Stated goal 1
How many lines of the records contain the word "Query"?

Selected excerpt

Your Network at Play
October 10, 2015 12:19 PM   Subscribe

The Washington Post has a puzzle to see how well you understand social networks. The day’s political issue: whether baseball caps are fashionable. More explanation and the solution below the jump.

Even with a minority opinion, caps are deemed fashionable. Despite the misleading title about understanding people, what the puzzle really demonstrates is graph theory and social network analysis (SNA). The WaPo example explicates an idea in the academic paper The Majority Illusion in Social Networks (full text PDF) by Lehrman, Yan and Wu. That paper finds that individuals can have a great deal of influence over their networks, even if they are indeed in the minority.

Social network visualization is easier than you may think. There are two major graph visualizers that are open source and have active communities: Gephi and the Excel based NodeXL (Win only). Getting started with Gephi. A video tutorial on NodeXL.

If you'd like to play with your own data, Netvizz on Facebook (you'll have to approve the app) will let you work with group and page data. Stanford offers a number of prerolled graph files, which will let you play around with real world data. And (thanks to their malfeasance) Enron's dataset provides a valuable contextualized social network of email exchanges. MIT provides an all-in-one analysis and visualization web tool if you'd like to look at your Gmail/Yahoo/Exchange data, with a handy option to delete the local copy after you exit.

Raw records
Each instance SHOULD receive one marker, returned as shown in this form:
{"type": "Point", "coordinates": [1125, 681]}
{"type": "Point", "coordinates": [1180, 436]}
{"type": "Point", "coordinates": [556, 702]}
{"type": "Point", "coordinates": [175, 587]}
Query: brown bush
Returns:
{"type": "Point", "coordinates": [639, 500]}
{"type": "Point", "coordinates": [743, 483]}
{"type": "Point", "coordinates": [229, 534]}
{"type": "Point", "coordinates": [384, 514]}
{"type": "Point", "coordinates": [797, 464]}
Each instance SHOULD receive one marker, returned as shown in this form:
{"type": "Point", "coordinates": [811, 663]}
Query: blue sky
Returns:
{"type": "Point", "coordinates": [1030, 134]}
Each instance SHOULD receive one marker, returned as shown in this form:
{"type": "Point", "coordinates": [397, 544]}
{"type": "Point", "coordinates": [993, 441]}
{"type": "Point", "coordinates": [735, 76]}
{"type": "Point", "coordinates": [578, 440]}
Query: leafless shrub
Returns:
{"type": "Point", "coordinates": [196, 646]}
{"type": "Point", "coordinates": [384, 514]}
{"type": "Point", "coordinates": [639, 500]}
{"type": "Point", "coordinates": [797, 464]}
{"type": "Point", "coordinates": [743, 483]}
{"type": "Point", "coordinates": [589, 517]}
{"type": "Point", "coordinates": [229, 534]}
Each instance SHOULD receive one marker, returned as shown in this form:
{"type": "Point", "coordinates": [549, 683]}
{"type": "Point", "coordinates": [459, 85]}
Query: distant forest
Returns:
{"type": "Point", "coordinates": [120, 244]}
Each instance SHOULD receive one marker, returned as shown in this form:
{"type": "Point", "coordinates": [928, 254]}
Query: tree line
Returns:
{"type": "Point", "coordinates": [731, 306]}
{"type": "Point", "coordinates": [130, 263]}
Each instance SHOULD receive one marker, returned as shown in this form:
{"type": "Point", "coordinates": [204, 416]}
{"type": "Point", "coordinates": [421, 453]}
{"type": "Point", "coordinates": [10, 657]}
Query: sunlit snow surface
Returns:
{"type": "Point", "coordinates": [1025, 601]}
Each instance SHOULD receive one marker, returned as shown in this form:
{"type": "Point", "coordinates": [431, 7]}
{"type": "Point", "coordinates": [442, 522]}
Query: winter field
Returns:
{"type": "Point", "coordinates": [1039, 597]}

Stated goal 2
Can you update the social networks post by writing out the part that begins at "Social network visualization" and stops after "tutorial on NodeXL.", with "easier" changed to "simpler"?

Worked answer 1
7

Worked answer 2
Social network visualization is simpler than you may think. There are two major graph visualizers that are open source and have active communities: Gephi and the Excel based NodeXL (Win only). Getting started with Gephi. A video tutorial on NodeXL.